Preguntas por responder:
A: En el texto sobre la vida ante el peligro, ¿a qué única causa se atribuye todo cuanto nos puede suceder?
B: Redacte la continuación del texto sobre la vida ante el peligro a partir de su última oración.

Texto del ejercicio:

________

Estos días estamos asistiendo a uno de los espectáculos de la naturaleza , afortunadamente de carácter extraordinario, que nos conduce a hacernos preguntas sobre nuestros saberes, sobre la ciencia, las costumbres, los modos de vida y no podemos menos de interrogarnos por qué algunos hombres viven en lugares en los que el peligro de catástrofes es tan grande. Evidentemente algunos no habrán podido elegir el lugar en el que vivir pero otros, ya por su profesión ya por herencias del pasado, han optado por asentarse en estos lugares voluntariamente y suponemos que su día a día será tan descuidado respecto al desastre como el nuestro pues de lo contrario la vida se haría invivible.

Tan invivible como sería nuestra vida si no dejáramos de pensar en el peligro que nos acecha continuamente en cualquier parte en la que residamos porque todo cuanto nos puede suceder se debe a una sola causa: estamos vivos. Y no me refiero a los accidentes que puedan acaecerte fortuitamente de los que nadie está libre sino a que vivir es relacionarse en cada instante con algo extraño a nosotros, con lo que no somos y eso, como es natural, puede suponer una incompatibilidad de carácter más o menos grave.

________

Información extraída:
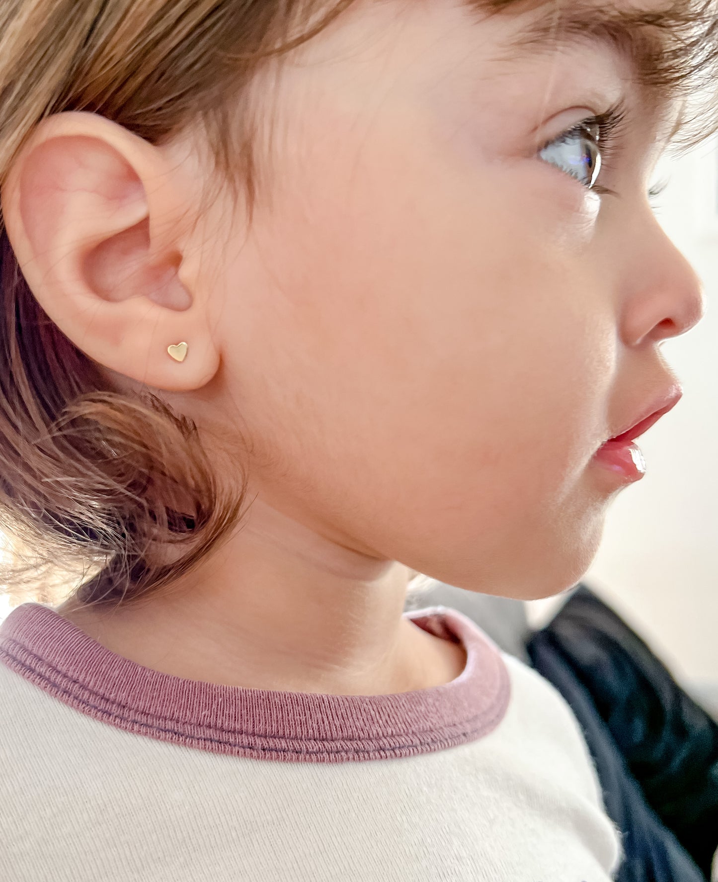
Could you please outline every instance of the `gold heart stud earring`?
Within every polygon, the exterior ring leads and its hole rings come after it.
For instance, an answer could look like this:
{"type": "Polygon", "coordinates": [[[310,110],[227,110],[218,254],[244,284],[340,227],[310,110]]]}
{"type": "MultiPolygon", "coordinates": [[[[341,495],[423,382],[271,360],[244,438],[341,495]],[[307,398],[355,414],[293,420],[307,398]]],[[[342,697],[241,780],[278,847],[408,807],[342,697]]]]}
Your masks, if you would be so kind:
{"type": "Polygon", "coordinates": [[[175,362],[183,362],[187,355],[187,343],[184,341],[181,343],[172,343],[167,347],[167,352],[170,357],[174,358],[175,362]]]}

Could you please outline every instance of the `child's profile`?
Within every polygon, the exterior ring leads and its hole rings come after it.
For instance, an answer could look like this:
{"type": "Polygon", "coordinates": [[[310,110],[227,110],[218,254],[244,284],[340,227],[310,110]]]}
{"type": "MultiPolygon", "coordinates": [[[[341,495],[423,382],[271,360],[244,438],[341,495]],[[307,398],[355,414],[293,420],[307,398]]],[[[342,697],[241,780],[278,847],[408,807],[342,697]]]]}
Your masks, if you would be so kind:
{"type": "Polygon", "coordinates": [[[403,610],[570,587],[642,477],[716,14],[4,4],[0,523],[91,567],[0,629],[6,878],[612,878],[567,705],[403,610]]]}

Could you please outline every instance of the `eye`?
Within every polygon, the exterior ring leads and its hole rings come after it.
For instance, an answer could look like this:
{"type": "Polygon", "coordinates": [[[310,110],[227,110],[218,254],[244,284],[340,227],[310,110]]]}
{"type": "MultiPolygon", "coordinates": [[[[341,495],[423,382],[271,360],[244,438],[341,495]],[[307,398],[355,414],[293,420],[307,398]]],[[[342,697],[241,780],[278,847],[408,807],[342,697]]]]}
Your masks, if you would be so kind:
{"type": "Polygon", "coordinates": [[[579,123],[550,141],[538,155],[591,190],[601,171],[599,137],[600,126],[596,121],[579,123]]]}

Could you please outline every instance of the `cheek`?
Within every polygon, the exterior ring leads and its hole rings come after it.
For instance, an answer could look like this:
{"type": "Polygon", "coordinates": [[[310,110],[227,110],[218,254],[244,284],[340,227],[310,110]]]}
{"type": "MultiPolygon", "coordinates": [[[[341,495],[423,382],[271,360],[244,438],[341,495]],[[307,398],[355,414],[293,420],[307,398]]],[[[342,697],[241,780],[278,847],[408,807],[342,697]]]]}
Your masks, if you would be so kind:
{"type": "Polygon", "coordinates": [[[585,239],[560,213],[538,221],[522,185],[494,173],[468,192],[396,142],[353,176],[323,159],[321,191],[258,219],[240,298],[233,373],[267,461],[400,559],[397,523],[456,559],[479,535],[545,544],[561,507],[583,529],[571,497],[615,338],[585,239]]]}

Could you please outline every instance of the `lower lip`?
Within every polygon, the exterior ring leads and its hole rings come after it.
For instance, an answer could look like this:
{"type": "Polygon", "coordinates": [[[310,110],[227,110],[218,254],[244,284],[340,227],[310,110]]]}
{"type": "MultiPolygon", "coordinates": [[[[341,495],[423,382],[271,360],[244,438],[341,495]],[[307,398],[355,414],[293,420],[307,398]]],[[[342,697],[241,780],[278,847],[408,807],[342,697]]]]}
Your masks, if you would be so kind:
{"type": "Polygon", "coordinates": [[[640,481],[646,474],[643,453],[633,441],[606,441],[594,454],[594,459],[626,482],[640,481]]]}

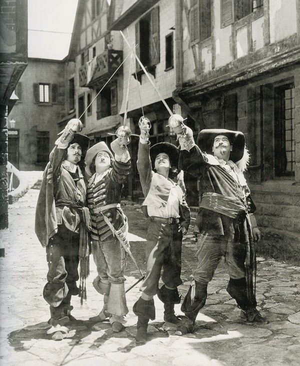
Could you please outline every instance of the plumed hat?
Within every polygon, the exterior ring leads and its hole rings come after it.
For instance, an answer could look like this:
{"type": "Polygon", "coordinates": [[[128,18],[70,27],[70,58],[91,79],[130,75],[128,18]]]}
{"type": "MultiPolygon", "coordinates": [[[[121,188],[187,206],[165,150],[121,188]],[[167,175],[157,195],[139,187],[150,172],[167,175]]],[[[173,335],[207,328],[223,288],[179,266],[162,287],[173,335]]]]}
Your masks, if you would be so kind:
{"type": "Polygon", "coordinates": [[[245,149],[245,136],[240,131],[231,131],[222,128],[210,128],[200,131],[197,138],[197,145],[201,150],[212,154],[214,138],[220,134],[228,137],[232,146],[232,150],[230,153],[230,160],[234,162],[240,160],[244,154],[245,149]]]}
{"type": "Polygon", "coordinates": [[[82,159],[84,159],[88,148],[90,138],[87,136],[84,136],[84,134],[74,134],[73,139],[69,144],[69,146],[72,144],[75,144],[75,142],[80,145],[82,148],[82,159]]]}
{"type": "Polygon", "coordinates": [[[104,142],[101,141],[100,142],[96,144],[92,148],[90,148],[86,152],[86,172],[90,176],[92,176],[93,174],[92,172],[90,170],[90,164],[92,162],[92,160],[95,158],[98,152],[100,151],[104,151],[107,152],[110,158],[110,162],[112,162],[114,160],[114,156],[112,155],[112,152],[108,148],[106,144],[104,142]]]}
{"type": "Polygon", "coordinates": [[[159,154],[164,152],[169,157],[171,166],[177,168],[179,159],[179,152],[177,148],[170,142],[158,142],[150,148],[150,158],[154,169],[155,158],[159,154]]]}

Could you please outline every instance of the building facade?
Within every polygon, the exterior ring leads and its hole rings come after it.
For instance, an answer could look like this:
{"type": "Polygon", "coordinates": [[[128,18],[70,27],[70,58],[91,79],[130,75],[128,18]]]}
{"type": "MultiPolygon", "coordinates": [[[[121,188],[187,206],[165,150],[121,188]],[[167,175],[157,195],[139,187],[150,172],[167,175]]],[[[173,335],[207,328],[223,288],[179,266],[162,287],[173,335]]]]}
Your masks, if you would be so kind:
{"type": "Polygon", "coordinates": [[[20,170],[42,170],[64,115],[64,61],[28,58],[15,89],[18,100],[8,114],[8,160],[20,170]]]}
{"type": "Polygon", "coordinates": [[[248,182],[268,252],[284,243],[290,257],[299,255],[300,2],[176,3],[174,98],[198,114],[199,130],[244,132],[248,182]]]}
{"type": "MultiPolygon", "coordinates": [[[[8,114],[27,66],[27,1],[0,1],[0,228],[8,227],[8,114]]],[[[2,248],[2,246],[1,246],[2,248]]],[[[1,249],[2,250],[2,249],[1,249]]]]}

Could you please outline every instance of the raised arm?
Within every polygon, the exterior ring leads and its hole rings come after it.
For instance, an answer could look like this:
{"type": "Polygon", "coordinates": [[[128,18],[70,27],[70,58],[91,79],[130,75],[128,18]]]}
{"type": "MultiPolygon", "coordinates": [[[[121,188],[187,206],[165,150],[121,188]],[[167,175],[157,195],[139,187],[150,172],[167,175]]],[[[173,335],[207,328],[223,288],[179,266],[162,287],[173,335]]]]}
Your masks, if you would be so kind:
{"type": "Polygon", "coordinates": [[[140,120],[139,125],[140,134],[138,142],[136,166],[140,174],[142,188],[146,197],[150,189],[152,176],[152,168],[150,159],[150,122],[148,120],[142,117],[140,120]]]}

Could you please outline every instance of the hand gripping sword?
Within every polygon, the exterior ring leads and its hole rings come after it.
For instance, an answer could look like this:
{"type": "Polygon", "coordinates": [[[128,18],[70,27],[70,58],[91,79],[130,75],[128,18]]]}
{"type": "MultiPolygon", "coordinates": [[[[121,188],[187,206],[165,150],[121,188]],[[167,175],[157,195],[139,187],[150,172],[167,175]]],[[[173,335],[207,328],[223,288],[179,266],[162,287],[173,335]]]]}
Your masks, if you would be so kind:
{"type": "Polygon", "coordinates": [[[123,232],[120,230],[116,230],[114,228],[114,225],[110,222],[110,219],[108,218],[107,217],[107,216],[106,216],[105,215],[104,216],[104,218],[105,222],[108,224],[108,226],[112,230],[112,235],[114,236],[116,236],[117,239],[118,240],[118,241],[121,244],[121,245],[124,248],[124,250],[125,252],[126,252],[129,256],[130,256],[130,258],[132,260],[132,262],[136,264],[136,268],[138,270],[138,271],[140,272],[140,276],[142,277],[138,280],[138,281],[136,282],[134,284],[132,284],[132,286],[130,287],[128,290],[126,290],[126,292],[128,292],[136,284],[138,284],[139,282],[140,282],[141,281],[142,281],[142,280],[145,278],[144,274],[142,274],[142,270],[140,268],[140,266],[136,262],[136,261],[134,259],[134,256],[132,255],[132,254],[131,252],[131,251],[130,250],[130,246],[129,244],[129,242],[127,240],[127,238],[126,236],[124,235],[123,232]]]}

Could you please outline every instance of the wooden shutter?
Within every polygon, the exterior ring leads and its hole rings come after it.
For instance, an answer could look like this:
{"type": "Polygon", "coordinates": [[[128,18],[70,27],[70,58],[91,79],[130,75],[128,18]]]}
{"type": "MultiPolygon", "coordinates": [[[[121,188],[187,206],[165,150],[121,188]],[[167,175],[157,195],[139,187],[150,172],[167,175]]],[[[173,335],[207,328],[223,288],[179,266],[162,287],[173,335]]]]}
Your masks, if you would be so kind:
{"type": "MultiPolygon", "coordinates": [[[[97,89],[96,92],[97,94],[100,91],[100,89],[97,89]]],[[[97,106],[97,111],[96,111],[96,114],[97,114],[97,120],[100,120],[101,118],[101,93],[99,93],[98,94],[98,96],[96,98],[96,106],[97,106]]]]}
{"type": "Polygon", "coordinates": [[[160,7],[151,12],[150,27],[150,64],[156,65],[160,62],[160,7]]]}
{"type": "Polygon", "coordinates": [[[58,84],[57,102],[60,106],[64,106],[64,82],[60,82],[58,84]]]}
{"type": "MultiPolygon", "coordinates": [[[[136,44],[138,44],[138,46],[136,46],[136,54],[138,57],[140,59],[140,22],[138,22],[136,23],[136,44]]],[[[139,71],[140,70],[142,70],[140,64],[138,64],[136,60],[136,71],[139,71]]]]}
{"type": "Polygon", "coordinates": [[[210,0],[200,1],[200,40],[204,40],[212,35],[210,0]]]}
{"type": "Polygon", "coordinates": [[[199,39],[199,6],[198,0],[194,0],[191,2],[190,10],[190,34],[191,42],[199,39]]]}
{"type": "Polygon", "coordinates": [[[262,180],[260,161],[260,87],[250,86],[248,92],[248,128],[246,145],[250,154],[248,180],[252,183],[262,180]]]}
{"type": "Polygon", "coordinates": [[[40,90],[38,88],[38,84],[37,83],[34,84],[34,103],[40,102],[40,90]]]}
{"type": "Polygon", "coordinates": [[[110,87],[110,111],[112,116],[118,114],[118,94],[116,80],[110,87]]]}
{"type": "Polygon", "coordinates": [[[57,103],[58,102],[58,86],[57,84],[52,84],[51,86],[52,91],[52,102],[57,103]]]}
{"type": "Polygon", "coordinates": [[[221,28],[234,22],[234,0],[221,0],[221,28]]]}

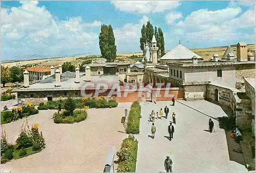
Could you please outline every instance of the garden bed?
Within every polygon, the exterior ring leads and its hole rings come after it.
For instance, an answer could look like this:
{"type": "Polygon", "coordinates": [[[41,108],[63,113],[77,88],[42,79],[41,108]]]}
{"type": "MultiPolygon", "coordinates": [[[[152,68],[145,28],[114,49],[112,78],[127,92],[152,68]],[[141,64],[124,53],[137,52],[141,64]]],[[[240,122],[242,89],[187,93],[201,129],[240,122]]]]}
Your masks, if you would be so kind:
{"type": "MultiPolygon", "coordinates": [[[[82,109],[84,107],[88,107],[89,108],[115,108],[117,107],[118,104],[115,100],[107,101],[103,96],[99,96],[97,98],[83,97],[81,98],[73,99],[75,108],[82,109]]],[[[49,101],[46,103],[40,103],[37,109],[38,110],[47,109],[61,109],[64,107],[65,100],[60,100],[58,101],[49,101]]]]}
{"type": "Polygon", "coordinates": [[[45,149],[45,139],[42,132],[39,132],[38,127],[36,123],[29,129],[27,121],[25,126],[23,125],[16,143],[12,144],[7,142],[6,132],[2,127],[1,164],[38,153],[45,149]]]}
{"type": "Polygon", "coordinates": [[[16,121],[18,119],[28,117],[31,115],[38,113],[39,111],[30,103],[27,103],[26,105],[18,107],[14,107],[11,111],[1,112],[1,124],[3,125],[16,121]]]}
{"type": "Polygon", "coordinates": [[[126,131],[127,133],[138,134],[140,132],[141,106],[140,103],[134,102],[131,106],[128,115],[126,131]]]}
{"type": "Polygon", "coordinates": [[[138,143],[138,141],[132,135],[123,140],[120,150],[117,152],[118,172],[136,171],[138,143]]]}

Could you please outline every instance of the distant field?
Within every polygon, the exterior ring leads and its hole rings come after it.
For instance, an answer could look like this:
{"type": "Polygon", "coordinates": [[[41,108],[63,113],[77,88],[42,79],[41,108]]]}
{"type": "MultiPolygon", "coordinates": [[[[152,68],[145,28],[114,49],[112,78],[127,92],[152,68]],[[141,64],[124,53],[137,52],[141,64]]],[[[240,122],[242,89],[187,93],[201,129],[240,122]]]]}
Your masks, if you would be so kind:
{"type": "MultiPolygon", "coordinates": [[[[236,52],[236,45],[231,46],[234,52],[236,52]]],[[[255,45],[254,44],[250,44],[248,45],[248,49],[252,50],[253,54],[255,53],[255,45]]],[[[225,51],[226,50],[227,46],[223,47],[209,47],[209,48],[195,48],[191,49],[191,51],[193,51],[206,61],[210,60],[210,57],[214,54],[218,54],[221,57],[223,55],[225,51]]],[[[169,51],[166,51],[165,52],[167,53],[169,51]]],[[[127,53],[127,54],[117,54],[117,56],[123,56],[123,57],[130,57],[134,55],[136,56],[141,56],[142,55],[142,52],[134,53],[127,53]]],[[[14,62],[7,62],[7,63],[2,63],[2,65],[5,66],[8,66],[11,67],[15,65],[23,65],[31,64],[35,64],[45,66],[56,66],[59,64],[62,64],[64,62],[67,61],[71,61],[72,63],[75,65],[79,64],[81,62],[81,60],[76,60],[76,59],[82,57],[84,58],[84,59],[90,59],[91,56],[76,56],[76,57],[63,57],[63,58],[49,58],[44,59],[38,59],[38,60],[33,60],[30,61],[18,61],[14,62]]]]}

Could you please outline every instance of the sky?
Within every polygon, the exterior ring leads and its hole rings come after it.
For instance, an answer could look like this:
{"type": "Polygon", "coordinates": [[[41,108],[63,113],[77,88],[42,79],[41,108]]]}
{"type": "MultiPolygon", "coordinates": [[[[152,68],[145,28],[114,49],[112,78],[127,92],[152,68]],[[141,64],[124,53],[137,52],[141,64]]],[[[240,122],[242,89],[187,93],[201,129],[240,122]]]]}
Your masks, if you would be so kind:
{"type": "Polygon", "coordinates": [[[252,1],[2,1],[2,60],[100,55],[101,25],[111,24],[117,53],[141,52],[143,24],[160,27],[165,48],[255,43],[252,1]]]}

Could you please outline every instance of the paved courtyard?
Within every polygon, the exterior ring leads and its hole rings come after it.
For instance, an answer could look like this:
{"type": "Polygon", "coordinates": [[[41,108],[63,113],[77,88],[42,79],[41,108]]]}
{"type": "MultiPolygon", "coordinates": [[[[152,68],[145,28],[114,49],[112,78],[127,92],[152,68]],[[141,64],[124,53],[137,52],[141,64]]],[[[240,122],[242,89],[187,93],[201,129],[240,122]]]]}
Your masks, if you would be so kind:
{"type": "MultiPolygon", "coordinates": [[[[39,111],[28,118],[29,124],[38,123],[46,148],[41,152],[1,164],[1,170],[12,172],[102,172],[106,155],[114,145],[119,150],[127,135],[121,118],[124,109],[92,109],[86,120],[74,124],[56,124],[54,110],[39,111]]],[[[9,142],[15,142],[24,119],[4,125],[9,142]]],[[[115,158],[116,159],[116,158],[115,158]]]]}
{"type": "MultiPolygon", "coordinates": [[[[214,117],[226,116],[220,107],[206,101],[179,102],[214,117]]],[[[208,116],[178,102],[174,107],[170,106],[171,103],[141,103],[141,132],[136,135],[139,140],[136,172],[164,172],[167,155],[173,161],[174,172],[247,171],[244,165],[229,160],[225,131],[219,128],[217,121],[213,120],[216,132],[210,134],[204,131],[208,129],[208,116]],[[165,105],[170,112],[168,119],[156,120],[157,132],[153,139],[148,137],[152,126],[148,116],[153,109],[156,113],[165,105]],[[174,125],[174,139],[169,142],[164,136],[169,135],[173,112],[176,113],[176,125],[174,125]]]]}

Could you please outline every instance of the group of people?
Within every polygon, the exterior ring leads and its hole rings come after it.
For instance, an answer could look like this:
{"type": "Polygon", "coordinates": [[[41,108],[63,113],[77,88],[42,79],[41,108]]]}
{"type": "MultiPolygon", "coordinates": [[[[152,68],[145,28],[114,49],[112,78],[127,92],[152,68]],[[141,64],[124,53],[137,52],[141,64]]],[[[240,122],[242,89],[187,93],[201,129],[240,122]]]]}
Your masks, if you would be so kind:
{"type": "MultiPolygon", "coordinates": [[[[162,119],[162,117],[163,116],[163,109],[161,108],[160,111],[159,111],[159,113],[158,113],[158,112],[157,112],[156,114],[156,119],[162,119]]],[[[164,113],[165,113],[165,118],[167,119],[168,117],[168,114],[169,113],[169,108],[167,107],[167,106],[165,106],[165,107],[164,108],[164,113]]],[[[156,113],[155,113],[155,111],[154,110],[153,110],[151,111],[151,114],[150,114],[150,117],[148,118],[148,121],[153,121],[155,122],[155,114],[156,113]]],[[[175,113],[173,112],[173,114],[172,115],[172,118],[173,118],[173,122],[175,124],[176,123],[176,114],[175,113]]],[[[156,128],[155,126],[155,123],[153,122],[152,123],[152,126],[151,127],[151,133],[152,134],[152,138],[153,139],[155,138],[155,133],[156,132],[156,128]]],[[[169,133],[169,141],[170,141],[172,140],[172,139],[173,139],[173,134],[174,133],[174,127],[172,125],[172,123],[171,121],[170,121],[170,125],[168,127],[168,132],[169,133]]]]}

________

Respuestas por apartado:
A: A que estamos vivos.

B:
El agua que bebemos, la comida que degustamos, ambas cosas imprescindibles, el camino a casa, la diversión y cuantos actos llevamos a cabo con la mayor despreocupación no están exentos de poner en peligro nuestra existencia al atacarnos en forma de virus, como estamos viendo, de infecciones, de intoxicaciones y envenenamientos. La vida es fuerte y sabe protegerse tanto por instinto como por sabiduría adquirida pero es frágil y corre el riesgo de ser atacada en cualquier momento. Afortunadamente hemos sabido aumentar el conocimiento de nosotros mismos y del medio que nos rodea y contamos con medios para protegernos más aún y por eso hemos sido capaces de aumentar espectacularmente la duración de la vida humana. O sea, que podemos seguir despreocupadamente gozando de la vida.